■ DOCUMENT PASSAGE:
──────

# Milicic done with NBA?



## USSKittyHawk (Jul 22, 2005)

> Darko Milicc days in the NBA may be coming to an end.
> 
> "The NBA for me is not the way that I want to be," Milicic tells AOL FanHouse. "Looking forward, the stuff that I'm looking for is for me to play and for to me enjoy playing. I think right now the only spot for me is Europe.
> 
> ...


http://insider.espn.go.com/nba/features/rumors


----------



## GNG (Aug 17, 2002)

Yeah, he's alluded to this for the last two years or so. Pretty much ever since he signed his second contract. He just isn't happy living in the States (and just isn't a real happy guy to begin with).


----------



## HKF (Dec 10, 2002)

It probably coincides with being a horrible basketball player.


----------



## mvP to the Wee (Jul 14, 2007)

I'm sure the NBA won't miss him


----------



## vinsanity77 (May 1, 2006)

holy crap. he makes over 7 million dollars? who gave him that contract?


----------



## Babir (Jan 10, 2005)

Memphis


----------



## TwinkieFoot (Jul 8, 2006)

I wish the guy would get an opportunity to play his game because he really is solid.


----------



## Tragedy (Dec 9, 2002)

TwinkieFoot said:


> I wish the guy would get an opportunity to play his game because he really is solid.


yeah, what team is gonna say hey, let's put the ball in darko's hands.


----------



## seifer0406 (Jun 8, 2003)

TwinkieFoot said:


> I wish the guy would get an opportunity to play his game because he really is solid.


He got his opportunity when he was with Memphis where he started 60+ games for them. He blew it and now it's over.


----------



## Kiyaman (Aug 14, 2006)

That's ashame he is feeling like that at the start of the season when he could've serve a purpose for us this season with a NBA role-player attitude. 

After our 17th game (vs Orlando) celebrity-coach Dantoni has reach the level of being the "worst" headcoach the Knicks ever had in its NBA history. And the 3-14 record is not close to the reason.

──────

Raw records
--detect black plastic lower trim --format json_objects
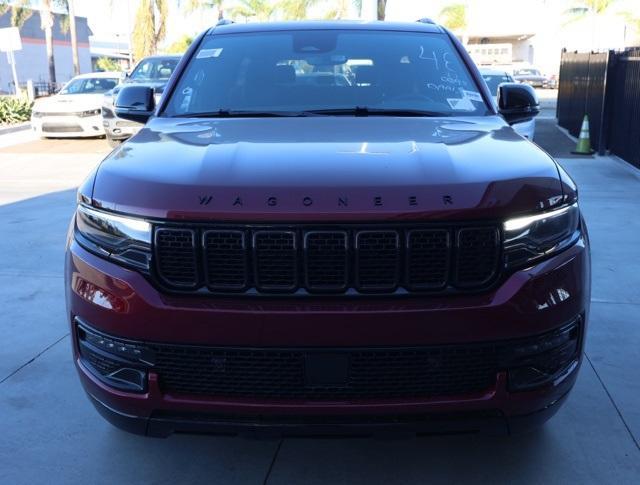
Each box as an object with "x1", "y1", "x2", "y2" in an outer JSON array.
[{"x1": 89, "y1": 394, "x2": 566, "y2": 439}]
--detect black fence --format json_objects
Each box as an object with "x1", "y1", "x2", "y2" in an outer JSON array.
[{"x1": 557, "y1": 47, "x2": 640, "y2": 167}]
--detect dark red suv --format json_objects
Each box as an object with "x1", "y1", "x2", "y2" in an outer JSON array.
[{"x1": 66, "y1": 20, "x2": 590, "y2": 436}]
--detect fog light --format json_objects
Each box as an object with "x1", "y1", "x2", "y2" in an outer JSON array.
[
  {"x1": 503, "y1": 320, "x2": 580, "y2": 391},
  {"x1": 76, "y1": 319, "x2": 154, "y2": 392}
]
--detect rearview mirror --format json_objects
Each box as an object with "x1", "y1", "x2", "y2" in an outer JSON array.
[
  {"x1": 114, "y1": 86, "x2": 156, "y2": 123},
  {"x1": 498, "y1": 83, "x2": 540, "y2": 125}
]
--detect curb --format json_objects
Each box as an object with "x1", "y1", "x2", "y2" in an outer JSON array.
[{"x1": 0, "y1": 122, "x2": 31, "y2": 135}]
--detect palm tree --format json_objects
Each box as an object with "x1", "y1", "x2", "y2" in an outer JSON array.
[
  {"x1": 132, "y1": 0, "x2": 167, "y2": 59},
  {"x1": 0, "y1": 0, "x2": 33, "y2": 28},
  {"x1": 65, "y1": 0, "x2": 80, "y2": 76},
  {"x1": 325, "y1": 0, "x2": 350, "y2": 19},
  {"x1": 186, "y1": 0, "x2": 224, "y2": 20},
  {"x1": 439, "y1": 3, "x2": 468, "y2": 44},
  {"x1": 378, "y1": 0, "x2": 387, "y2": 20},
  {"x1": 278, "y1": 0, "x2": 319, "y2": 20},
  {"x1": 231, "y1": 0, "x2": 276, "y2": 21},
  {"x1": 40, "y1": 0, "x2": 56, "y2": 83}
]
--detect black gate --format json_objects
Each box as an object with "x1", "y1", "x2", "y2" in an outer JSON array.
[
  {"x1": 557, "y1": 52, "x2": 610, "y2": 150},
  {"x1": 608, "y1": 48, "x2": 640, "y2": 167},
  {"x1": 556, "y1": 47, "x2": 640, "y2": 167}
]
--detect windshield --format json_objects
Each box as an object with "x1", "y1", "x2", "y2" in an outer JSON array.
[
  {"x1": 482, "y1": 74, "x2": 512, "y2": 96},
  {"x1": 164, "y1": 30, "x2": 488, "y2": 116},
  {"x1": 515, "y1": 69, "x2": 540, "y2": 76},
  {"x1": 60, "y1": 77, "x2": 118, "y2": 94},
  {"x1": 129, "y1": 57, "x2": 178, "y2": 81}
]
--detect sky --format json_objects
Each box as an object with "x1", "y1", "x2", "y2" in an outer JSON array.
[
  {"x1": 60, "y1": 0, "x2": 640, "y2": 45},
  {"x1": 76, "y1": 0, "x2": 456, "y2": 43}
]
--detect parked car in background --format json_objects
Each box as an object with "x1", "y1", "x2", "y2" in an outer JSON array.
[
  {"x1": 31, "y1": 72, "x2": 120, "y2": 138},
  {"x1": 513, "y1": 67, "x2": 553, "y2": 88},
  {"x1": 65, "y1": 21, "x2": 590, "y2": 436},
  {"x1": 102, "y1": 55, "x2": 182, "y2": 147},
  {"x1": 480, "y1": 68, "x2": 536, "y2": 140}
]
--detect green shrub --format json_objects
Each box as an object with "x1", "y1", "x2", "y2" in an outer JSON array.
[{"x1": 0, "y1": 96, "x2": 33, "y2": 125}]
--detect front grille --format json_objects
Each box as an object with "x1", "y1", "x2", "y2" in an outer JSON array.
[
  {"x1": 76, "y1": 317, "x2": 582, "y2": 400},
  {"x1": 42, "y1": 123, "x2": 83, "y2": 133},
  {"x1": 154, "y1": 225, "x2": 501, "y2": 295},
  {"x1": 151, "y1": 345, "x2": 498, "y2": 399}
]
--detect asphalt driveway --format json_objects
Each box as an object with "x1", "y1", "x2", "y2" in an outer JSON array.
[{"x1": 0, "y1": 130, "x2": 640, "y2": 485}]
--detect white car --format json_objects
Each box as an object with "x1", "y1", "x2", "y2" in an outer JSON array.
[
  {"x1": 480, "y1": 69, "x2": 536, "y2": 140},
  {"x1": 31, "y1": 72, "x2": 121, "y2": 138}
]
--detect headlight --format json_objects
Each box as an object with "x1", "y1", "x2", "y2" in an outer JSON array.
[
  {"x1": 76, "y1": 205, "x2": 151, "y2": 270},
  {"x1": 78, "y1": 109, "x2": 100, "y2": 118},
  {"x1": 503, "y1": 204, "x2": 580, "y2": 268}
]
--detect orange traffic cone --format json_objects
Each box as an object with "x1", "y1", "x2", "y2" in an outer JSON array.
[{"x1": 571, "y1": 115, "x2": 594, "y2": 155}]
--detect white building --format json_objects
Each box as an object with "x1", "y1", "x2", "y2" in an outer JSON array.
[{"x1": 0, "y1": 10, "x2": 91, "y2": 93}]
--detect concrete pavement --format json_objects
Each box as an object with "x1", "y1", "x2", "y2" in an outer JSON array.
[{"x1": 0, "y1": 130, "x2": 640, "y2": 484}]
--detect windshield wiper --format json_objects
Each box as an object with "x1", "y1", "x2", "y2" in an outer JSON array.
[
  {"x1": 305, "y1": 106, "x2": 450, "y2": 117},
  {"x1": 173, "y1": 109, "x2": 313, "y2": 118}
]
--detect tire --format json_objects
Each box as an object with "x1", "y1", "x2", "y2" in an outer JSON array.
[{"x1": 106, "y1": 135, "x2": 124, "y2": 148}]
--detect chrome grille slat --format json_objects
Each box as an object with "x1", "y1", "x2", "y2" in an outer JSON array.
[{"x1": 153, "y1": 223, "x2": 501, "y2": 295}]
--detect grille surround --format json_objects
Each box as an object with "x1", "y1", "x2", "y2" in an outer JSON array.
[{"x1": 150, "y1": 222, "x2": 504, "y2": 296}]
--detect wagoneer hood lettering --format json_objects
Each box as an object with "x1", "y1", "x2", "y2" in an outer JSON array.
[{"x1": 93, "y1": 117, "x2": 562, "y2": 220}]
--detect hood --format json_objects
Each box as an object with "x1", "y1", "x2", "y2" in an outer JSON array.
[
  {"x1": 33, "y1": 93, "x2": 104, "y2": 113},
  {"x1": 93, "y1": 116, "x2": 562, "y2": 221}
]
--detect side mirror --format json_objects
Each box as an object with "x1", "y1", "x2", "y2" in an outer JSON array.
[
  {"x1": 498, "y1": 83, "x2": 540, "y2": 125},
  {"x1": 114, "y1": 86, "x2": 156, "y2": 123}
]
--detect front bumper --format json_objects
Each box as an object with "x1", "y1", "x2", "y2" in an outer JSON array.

──────

■ PROBLEMS TO SOLVE:
1. Return the part of the forum thread starting with "## GNG (Aug" and going on through "horrible basketball player.".
2. How many lines of the listing contain the string "windshield"? Case counts, and the reply should be only the number.
The listing is unrelated to the forum thread.

■ ANSWERS TO THE TASKS:
1.
## GNG (Aug 17, 2002)

Yeah, he's alluded to this for the last two years or so. Pretty much ever since he signed his second contract. He just isn't happy living in the States (and just isn't a real happy guy to begin with).


----------



## HKF (Dec 10, 2002)

It probably coincides with being a horrible basketball player.

2. 2